SHORT TASK>
Rewrite the items below so that "split by a single space" becomes "separated by one space" wherever it occurs, keeping every other word and number the same.

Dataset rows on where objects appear
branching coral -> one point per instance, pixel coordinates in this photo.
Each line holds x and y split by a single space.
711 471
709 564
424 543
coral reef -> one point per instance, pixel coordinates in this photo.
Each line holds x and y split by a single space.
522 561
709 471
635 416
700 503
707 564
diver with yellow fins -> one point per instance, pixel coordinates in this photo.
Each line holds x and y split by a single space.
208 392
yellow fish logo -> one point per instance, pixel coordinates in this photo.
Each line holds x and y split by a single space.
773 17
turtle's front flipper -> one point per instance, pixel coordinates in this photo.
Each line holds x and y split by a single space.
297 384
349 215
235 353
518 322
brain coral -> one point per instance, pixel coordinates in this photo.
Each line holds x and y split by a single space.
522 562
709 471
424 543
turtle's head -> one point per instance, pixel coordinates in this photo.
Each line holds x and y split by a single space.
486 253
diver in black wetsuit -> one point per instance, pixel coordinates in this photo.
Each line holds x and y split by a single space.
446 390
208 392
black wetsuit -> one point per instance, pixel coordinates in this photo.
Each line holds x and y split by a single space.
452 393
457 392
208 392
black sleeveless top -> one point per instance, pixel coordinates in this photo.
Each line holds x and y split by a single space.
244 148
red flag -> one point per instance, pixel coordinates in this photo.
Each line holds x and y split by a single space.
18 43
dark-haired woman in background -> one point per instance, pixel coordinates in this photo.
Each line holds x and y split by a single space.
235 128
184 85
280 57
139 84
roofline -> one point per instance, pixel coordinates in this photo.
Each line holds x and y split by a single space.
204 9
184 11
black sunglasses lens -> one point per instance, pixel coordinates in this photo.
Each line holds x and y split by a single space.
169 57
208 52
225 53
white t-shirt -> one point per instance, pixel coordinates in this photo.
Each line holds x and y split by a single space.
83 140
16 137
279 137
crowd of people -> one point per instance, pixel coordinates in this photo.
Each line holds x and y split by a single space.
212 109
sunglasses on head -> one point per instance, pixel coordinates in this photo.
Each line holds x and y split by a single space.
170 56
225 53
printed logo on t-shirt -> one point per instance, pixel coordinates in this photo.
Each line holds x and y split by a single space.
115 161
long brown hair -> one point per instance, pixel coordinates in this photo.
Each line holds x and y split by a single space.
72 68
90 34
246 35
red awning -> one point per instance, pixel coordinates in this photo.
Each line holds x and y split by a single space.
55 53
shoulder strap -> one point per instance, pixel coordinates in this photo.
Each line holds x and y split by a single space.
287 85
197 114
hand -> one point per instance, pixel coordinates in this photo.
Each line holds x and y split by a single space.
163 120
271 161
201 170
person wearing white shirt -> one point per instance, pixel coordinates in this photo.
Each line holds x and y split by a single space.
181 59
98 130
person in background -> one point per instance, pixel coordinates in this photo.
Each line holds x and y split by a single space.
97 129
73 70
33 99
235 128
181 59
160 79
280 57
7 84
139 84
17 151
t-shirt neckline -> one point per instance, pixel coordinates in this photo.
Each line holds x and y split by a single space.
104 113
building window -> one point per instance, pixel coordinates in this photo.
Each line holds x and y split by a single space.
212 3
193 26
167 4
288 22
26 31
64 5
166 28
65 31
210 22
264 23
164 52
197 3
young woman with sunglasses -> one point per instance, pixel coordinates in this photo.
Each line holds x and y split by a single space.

THE OUTPUT>
branching coral -> one point per instance, pixel coordinates in this photo.
Each line holds x and y separated by one space.
711 471
709 564
424 543
coral reef -> one point per instance, pixel coordinates in this photo.
Each line holds x and y separated by one space.
522 561
709 471
635 416
700 503
707 564
diver with yellow fins -> one point per instance, pixel coordinates in this photo.
Each line holds x and y separated by one space.
208 392
yellow fish logo -> one point per instance, pixel coordinates in this photo.
Each line holds x and y separated by one space.
773 17
turtle's front flipper -> one point per instance, pixel coordinates in this photo.
Each line holds x and y separated by one space.
297 384
349 215
235 353
518 322
brain coral -> one point per instance, pixel coordinates in this photo.
Each line holds x and y separated by one space.
522 562
709 471
424 543
turtle's head -> one point per instance, pixel coordinates in this photo.
Each line holds x and y separated by one space.
486 253
diver in black wetsuit -> one point per instance, pixel coordinates in this photo.
Each line holds x and y separated by one space.
446 390
208 392
black wetsuit -> one point per instance, pixel coordinates in this photo.
Each line holds x and y separated by one space.
452 393
457 392
208 392
black sleeveless top -> one point per instance, pixel coordinates in this photo.
Each line holds x and y separated by one space.
244 148
red flag -> one point per instance, pixel coordinates in this photo.
Each line holds x and y separated by one space.
18 43
dark-haired woman in background -> one point per instance, pixel coordinates in this photo.
Each line holds x and y separated by one space.
235 128
184 85
280 57
139 84
roofline -> one point per instance, pixel coordinates in this photo.
Each line holds x and y separated by one space.
204 9
184 11
black sunglasses lens -> one point per instance, pixel coordinates in this photo.
Each line holds x and y separated by one space.
169 57
208 52
225 53
white t-shirt -> one point per instance, pixel coordinates in this photo.
Each line holds x and y separated by one space.
83 140
16 137
279 137
crowd of people -> one point per instance, pixel coordinates in this photo.
Each line holds x and y separated by one space.
212 109
sunglasses on head -> one point per instance, pixel coordinates in this photo.
Each line holds x and y separated by one space.
170 56
225 53
printed logo on t-shirt -> one point per instance, pixel coordinates in this photo.
Each line holds x and y separated by one space.
115 161
long brown hair -> one point per instance, pixel coordinates in this photo.
Each line holds x and y separated by one space.
72 68
90 34
246 35
red awning -> one point per instance, pixel coordinates in this photo.
Each line holds x and y separated by one space.
55 53
shoulder strap -> one point per instance, pixel coordinates in this photo.
Each line holds x and y separated by one space.
287 85
197 114
hand -> one point per instance, pixel coordinates in this photo.
Each line holds x and y separated by one space.
163 120
271 161
201 170
person wearing white shirt -> one point per instance, pixel coordinates in this photo.
Each line holds x and y separated by one space.
181 59
98 130
person in background -> one point per instance, pixel coordinates in this photo.
Each line holds x and y separated by one space.
97 129
73 70
33 99
235 128
181 59
160 79
280 57
7 84
139 84
17 151
t-shirt neckline -> one point per instance, pixel coordinates in this photo.
Each line holds x and y separated by one space.
104 113
building window -> one point per instance, pixel coordinates in this photo.
Each line holds x and y separated by one space.
212 3
193 26
167 4
288 22
26 31
64 5
166 28
65 31
210 22
264 23
164 52
197 3
young woman with sunglasses -> one point per instance, pixel coordinates in this photo.
Each line holds x and y separated by one space.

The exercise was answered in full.